[Start of Attachment]

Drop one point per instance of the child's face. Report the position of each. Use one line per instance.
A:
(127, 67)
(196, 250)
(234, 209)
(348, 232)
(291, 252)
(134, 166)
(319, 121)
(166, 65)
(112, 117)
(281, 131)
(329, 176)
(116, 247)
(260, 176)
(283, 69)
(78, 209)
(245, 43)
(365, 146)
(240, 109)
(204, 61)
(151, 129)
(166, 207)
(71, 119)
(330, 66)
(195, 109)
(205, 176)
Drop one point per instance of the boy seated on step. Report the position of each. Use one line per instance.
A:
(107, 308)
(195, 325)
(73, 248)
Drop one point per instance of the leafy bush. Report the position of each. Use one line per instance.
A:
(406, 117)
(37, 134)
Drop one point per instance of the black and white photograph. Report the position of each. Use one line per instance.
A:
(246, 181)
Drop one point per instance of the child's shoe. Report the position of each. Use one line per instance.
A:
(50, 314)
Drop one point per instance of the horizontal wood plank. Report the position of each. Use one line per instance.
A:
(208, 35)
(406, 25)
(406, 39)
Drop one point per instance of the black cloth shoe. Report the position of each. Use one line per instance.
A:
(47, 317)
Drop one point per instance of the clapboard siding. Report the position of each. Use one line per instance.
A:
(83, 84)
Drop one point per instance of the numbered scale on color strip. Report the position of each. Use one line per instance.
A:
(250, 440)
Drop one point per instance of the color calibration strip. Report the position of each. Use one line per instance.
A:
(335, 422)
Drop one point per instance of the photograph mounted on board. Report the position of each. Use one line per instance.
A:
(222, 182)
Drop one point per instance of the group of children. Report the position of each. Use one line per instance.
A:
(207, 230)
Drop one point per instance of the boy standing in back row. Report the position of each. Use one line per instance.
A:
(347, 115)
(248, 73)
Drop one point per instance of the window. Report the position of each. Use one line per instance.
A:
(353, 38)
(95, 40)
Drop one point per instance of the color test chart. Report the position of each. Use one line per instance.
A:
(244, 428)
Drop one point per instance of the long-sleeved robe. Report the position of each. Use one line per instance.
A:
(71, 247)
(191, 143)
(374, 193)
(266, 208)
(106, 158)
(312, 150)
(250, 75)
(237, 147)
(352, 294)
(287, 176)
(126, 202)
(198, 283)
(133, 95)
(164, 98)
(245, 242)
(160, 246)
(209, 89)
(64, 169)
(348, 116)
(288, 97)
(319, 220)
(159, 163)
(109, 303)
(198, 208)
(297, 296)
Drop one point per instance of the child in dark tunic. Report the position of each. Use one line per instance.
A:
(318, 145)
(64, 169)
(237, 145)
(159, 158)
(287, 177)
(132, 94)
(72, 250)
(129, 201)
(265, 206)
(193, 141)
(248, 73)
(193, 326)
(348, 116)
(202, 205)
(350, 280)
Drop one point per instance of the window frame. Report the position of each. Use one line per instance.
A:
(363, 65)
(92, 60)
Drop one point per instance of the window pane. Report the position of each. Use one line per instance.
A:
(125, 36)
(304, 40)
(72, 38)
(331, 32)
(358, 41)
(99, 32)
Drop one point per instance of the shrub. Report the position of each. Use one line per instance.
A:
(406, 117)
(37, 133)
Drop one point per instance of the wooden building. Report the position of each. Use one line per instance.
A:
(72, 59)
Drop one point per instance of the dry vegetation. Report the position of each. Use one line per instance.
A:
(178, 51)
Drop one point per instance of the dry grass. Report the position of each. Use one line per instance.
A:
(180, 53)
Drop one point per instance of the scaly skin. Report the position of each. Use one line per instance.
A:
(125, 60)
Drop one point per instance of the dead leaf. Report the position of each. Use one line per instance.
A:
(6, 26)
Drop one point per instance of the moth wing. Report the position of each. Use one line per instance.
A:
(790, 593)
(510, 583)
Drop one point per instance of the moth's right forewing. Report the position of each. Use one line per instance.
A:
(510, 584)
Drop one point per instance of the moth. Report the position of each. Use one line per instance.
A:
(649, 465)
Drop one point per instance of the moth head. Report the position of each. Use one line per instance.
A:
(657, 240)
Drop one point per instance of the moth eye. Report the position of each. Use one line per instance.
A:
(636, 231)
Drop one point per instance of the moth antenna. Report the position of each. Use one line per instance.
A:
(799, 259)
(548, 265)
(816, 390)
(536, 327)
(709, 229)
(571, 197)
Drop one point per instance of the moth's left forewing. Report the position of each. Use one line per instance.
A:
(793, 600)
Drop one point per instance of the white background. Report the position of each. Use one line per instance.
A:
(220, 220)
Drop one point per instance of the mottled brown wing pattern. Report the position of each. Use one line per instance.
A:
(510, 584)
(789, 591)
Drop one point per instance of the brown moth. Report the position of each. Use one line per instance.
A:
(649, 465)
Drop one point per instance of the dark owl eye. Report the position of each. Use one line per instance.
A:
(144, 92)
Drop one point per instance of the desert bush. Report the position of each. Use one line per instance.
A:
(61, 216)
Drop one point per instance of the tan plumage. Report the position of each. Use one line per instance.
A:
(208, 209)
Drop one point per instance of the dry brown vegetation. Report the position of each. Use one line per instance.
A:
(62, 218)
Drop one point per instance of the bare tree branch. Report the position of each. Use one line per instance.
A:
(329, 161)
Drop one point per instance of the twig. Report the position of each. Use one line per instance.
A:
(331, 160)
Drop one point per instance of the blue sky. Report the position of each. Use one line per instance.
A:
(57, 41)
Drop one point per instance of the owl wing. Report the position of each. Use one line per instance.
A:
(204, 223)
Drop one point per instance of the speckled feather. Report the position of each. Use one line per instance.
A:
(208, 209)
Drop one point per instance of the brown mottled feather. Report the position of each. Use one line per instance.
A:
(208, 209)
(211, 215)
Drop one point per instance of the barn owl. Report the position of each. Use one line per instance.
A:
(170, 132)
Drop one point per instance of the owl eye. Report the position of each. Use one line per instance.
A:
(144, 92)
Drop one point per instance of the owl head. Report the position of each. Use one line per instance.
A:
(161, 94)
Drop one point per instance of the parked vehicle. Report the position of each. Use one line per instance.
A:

[End of Attachment]

Copy each line above that contains the string "vegetation".

### Exercise output
Drop one point per instance of the dry vegetation. Report the position of each. Use one line per instance.
Drop one point per instance of the dry brown vegetation. Report the position of each. Use one line per instance.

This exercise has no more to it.